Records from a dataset

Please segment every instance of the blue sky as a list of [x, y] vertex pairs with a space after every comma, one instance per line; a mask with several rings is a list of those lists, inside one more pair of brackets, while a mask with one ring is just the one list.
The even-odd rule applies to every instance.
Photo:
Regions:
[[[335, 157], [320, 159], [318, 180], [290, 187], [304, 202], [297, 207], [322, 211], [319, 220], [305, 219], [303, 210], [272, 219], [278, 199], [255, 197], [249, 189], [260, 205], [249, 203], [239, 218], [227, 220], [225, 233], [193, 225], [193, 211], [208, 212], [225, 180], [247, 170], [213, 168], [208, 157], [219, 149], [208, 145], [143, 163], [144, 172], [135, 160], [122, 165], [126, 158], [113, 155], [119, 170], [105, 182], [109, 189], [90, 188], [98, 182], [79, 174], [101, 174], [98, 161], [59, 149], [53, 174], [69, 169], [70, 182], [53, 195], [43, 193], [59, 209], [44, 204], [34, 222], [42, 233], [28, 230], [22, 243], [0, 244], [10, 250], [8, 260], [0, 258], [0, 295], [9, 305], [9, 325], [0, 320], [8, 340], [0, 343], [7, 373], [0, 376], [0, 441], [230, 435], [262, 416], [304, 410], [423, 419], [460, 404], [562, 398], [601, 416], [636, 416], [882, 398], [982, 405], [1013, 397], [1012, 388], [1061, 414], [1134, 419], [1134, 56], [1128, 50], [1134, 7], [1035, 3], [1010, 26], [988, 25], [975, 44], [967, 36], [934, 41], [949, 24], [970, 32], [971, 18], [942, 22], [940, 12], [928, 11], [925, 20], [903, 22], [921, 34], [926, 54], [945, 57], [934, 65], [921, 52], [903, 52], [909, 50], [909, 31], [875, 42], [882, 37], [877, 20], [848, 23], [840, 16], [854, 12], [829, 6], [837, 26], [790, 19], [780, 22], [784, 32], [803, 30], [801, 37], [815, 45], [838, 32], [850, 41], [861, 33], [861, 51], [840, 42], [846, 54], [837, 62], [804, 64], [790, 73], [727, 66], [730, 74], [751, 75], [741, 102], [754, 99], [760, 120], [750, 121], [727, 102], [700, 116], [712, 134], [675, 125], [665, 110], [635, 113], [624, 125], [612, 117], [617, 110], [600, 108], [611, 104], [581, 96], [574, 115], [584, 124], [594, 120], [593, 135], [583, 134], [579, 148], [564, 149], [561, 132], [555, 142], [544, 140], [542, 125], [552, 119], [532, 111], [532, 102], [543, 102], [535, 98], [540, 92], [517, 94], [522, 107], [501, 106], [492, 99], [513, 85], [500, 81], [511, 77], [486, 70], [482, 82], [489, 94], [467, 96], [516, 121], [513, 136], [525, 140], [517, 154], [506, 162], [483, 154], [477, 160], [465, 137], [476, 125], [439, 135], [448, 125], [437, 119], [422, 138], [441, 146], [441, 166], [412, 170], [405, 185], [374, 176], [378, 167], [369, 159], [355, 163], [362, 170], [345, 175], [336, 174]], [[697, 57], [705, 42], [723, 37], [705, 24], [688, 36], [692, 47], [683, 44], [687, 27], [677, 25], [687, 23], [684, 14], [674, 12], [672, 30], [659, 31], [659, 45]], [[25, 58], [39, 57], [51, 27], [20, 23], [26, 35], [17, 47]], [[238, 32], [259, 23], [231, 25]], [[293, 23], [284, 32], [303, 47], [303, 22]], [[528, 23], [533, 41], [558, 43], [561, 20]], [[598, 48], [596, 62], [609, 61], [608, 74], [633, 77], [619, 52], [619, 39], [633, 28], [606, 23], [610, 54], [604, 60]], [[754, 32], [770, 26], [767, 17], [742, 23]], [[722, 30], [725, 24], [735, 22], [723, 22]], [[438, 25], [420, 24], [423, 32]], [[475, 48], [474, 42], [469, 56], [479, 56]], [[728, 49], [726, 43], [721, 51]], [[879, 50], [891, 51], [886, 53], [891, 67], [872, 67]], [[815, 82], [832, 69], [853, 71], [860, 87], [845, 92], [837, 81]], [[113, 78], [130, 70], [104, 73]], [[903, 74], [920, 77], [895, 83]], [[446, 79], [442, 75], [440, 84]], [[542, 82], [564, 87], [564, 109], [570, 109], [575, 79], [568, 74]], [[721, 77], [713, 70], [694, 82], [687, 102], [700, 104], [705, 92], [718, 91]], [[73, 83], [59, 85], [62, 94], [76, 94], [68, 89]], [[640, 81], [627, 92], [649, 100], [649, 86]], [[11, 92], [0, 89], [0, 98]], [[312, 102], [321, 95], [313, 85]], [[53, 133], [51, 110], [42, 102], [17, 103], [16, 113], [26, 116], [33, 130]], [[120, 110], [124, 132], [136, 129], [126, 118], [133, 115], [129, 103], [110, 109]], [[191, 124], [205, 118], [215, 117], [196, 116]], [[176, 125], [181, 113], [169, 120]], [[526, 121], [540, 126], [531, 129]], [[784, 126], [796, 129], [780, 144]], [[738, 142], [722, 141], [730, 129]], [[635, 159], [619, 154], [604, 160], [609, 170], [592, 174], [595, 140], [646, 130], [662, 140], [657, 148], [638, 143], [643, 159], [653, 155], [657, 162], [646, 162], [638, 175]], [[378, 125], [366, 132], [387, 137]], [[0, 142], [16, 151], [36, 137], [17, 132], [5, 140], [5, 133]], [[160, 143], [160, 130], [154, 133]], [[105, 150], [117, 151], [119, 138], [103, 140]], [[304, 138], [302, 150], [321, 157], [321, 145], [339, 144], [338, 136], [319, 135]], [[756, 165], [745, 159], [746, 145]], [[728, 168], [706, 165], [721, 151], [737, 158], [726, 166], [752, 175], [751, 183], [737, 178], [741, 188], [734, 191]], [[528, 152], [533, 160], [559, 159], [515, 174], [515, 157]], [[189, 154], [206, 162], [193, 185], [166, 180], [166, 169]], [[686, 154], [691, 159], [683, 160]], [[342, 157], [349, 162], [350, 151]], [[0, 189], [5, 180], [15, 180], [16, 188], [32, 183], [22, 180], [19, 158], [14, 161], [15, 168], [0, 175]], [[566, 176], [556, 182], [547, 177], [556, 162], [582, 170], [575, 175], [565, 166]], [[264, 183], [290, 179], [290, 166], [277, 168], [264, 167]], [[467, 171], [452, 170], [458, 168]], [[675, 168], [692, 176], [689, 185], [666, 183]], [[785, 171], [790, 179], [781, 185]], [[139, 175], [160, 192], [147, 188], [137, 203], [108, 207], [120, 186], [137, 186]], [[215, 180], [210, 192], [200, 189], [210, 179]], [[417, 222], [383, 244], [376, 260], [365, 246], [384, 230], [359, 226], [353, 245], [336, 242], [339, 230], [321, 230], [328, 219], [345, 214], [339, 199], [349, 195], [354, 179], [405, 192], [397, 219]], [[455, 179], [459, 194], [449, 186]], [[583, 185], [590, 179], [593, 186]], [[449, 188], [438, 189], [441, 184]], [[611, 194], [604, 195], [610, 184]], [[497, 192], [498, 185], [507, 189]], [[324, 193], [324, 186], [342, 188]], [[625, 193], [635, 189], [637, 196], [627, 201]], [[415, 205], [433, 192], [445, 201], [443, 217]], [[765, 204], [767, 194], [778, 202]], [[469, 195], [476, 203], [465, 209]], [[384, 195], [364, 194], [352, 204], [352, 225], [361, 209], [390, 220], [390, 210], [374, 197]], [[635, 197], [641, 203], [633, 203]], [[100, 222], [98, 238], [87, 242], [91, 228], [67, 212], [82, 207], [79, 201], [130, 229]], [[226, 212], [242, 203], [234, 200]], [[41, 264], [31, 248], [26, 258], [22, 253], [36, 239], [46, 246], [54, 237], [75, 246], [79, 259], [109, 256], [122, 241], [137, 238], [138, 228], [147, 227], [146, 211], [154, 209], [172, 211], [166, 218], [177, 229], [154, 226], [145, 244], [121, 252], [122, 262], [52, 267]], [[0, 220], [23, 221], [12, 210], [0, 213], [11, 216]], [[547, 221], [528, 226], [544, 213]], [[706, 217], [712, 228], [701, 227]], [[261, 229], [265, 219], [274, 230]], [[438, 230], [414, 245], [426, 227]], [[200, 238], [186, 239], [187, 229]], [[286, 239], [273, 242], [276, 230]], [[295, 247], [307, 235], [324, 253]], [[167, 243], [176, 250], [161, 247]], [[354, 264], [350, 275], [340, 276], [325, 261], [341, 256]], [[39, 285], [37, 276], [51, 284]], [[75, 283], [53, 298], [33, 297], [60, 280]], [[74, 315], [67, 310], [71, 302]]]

**Goal:** Extract each line of the data above that contains the word "every".

**Task result:**
Please segment every instance of the blue sky as a list of [x, y] vertex pairs with a space after every comma, one instance per line; a mask with several rings is a list of those lists, inside one more pair of brackets, while a mask with one ring is just the one list.
The even-odd rule applies to every instance.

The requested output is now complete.